Instrucción: Escribe la continuación del texto sobre el partido entre Marruecos e Irán a partir de su última oración.

Texto proporcionado:
━━━━━━━━
Con un ojo puesto en Sochi, donde Portugal y España cierran la primera jornada del Grupo B, los equipos técnicos de ambos combinados comparten una cábala similar: una victoria y una eventual derrota de uno de los dos favoritos le colocaría en una situación inmejorable. Tres puntos en el casillero, un rival directo eliminado y mucha, mucha presión, para la selección europea que falle en el fratricida encuentro inaugural del grupo.
Sobriedad defensiva y poco gol
La batalla deportiva se decidirá, con toda probabilidad en el centro del campo, ya que ambos técnicos, el portugués Carlos Queiroz (Irán) y el francés Herve Renard (Marruecos) comparten una concepción similar del juego. Rocosos en defensa y muy disciplinados en el juego posicional, confían en la fuerte presión en el centro del campo como primer paso de un ataque fulgurante, letal, sostenido en transiciones rápidas en busca de superioridad.
Ambas escuadras han encajado escasos goles tanto en los partidos de clasificación como en los amistosos previos a esta fase final de la copa del mundo. Las estadísticas son demoledoras: la defensa marroquí liderada por el central del Juventus de Turín Mehdi Benatia, no concedió un solo gol en los encuentros decisivos de la ronda africana de clasificación. Alireza Beiranvand, el guardameta del Persépolis no recogió un solo balón de las redes en nueve de los diez partidos de clasificación, encajando dos en el último choque oficial, cuando los de Queiroz ya habían sacado el billete a Rusia.
A esta sobriedad defensiva, ambas selecciones añaden sendos ataques de gran calidad, poco anotadores, ciertamente, pero que rentabilizan al máximo las pocas ocasiones de gol que se generan a lo largo del encuentro.
Con toda probabilidad, Queiroz partirá de salida con la joven promesa del Rubin Kazan, Sardar Azmoun, y con la fiabilidad de ambidiestro Alireza Jahanbakhsh (AZ Alkmaar), máximo goleador de la pasada liga holandesa con 21 tantos. Ambos son delanteros parecidos, acostumbrados a sobrevivir y a buscarse el jornada como islas en ataque, conscientes de que las oportunidades suelen ser escasas y es fundamental que las dejen pasar.
━━━━━━━━
Listado de datos:
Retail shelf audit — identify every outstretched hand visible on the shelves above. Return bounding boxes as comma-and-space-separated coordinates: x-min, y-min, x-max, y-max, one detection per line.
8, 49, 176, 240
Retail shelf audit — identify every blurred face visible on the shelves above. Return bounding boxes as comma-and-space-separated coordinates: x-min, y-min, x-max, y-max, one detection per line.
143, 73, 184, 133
━━━━━━━━
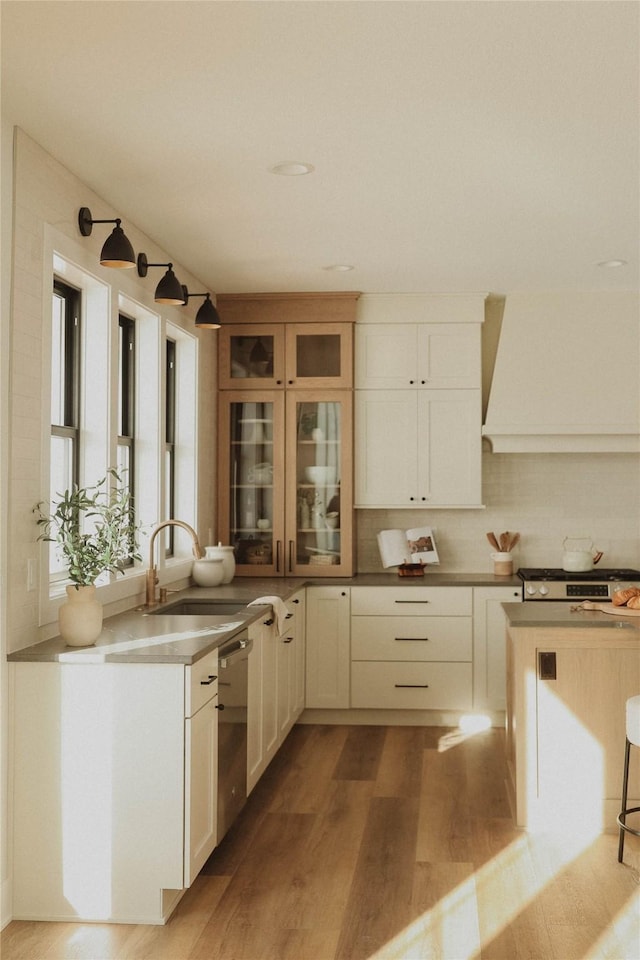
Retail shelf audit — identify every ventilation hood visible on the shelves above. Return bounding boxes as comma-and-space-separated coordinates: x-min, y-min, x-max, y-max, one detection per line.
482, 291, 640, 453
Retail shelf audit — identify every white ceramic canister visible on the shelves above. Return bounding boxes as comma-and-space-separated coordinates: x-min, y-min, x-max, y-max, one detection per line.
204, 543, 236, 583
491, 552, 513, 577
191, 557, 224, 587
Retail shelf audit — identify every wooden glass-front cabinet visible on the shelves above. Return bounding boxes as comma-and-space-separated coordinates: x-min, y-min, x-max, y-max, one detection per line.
━━━━━━━━
Respuesta:
Renard ha apostado en los últimos partidos por Khaled Boutaïb (Yeni Malatyaspor) como referencia en ataque, un hombre muy bregado en el tempestuoso fútbol turco. Y a preferido dejar las bandas a Amrabat (Leganés) y a Karim Ziyach, el estiloso interior del Ajax. Pero sobre todo confía en la experiencia de Younes Belhanda, uno de los cerebros del Galatasaray, y en la habilidad para el regate en carrera de Sofiane Boufal, el jugador del Southampton autor este año del mejor gol de la Premier con un primoroso eslalon.
A ello se une la estrella en sí mismo que es Renard, único técnico extranjero en ganar dos veces la copa de África; en 2012 con Zambia y en 2015 con Costa de Marfil. Desde su llegada, Marruecos ha encadenado 18 partidos sin conocer la derrota. Frente a él, en el otro banquillo, Queiroz también comparte la aureola de estrella. Desde que en 2011 asumiera el banco destinado a Javier Clemente, el ex del Manchester United y del Real Madrid ha dotado de pragmatismo, rigor y sobre todo regularidad a una selección que encadena dos mundiales consecutivos.
Y lo ha sabido combinar con las grandes dosis de talento que alberga en sus botas la selección iraní: en especial el que atesora Said Ezatolahi, quien sin embargo se perderá el inicio del mundial por la tarjeta roja que vio ante Corea del Sur en la fase de clasificación. Consciente de esta baja y de lo afilado del contraataque magrebí, todo apunta que en la batalla de San Petersburgo apueste por un sistema más conservador, apuntalando una defensa y un centro del campo que ya hizo sudar a Argentina en Brasil 2014.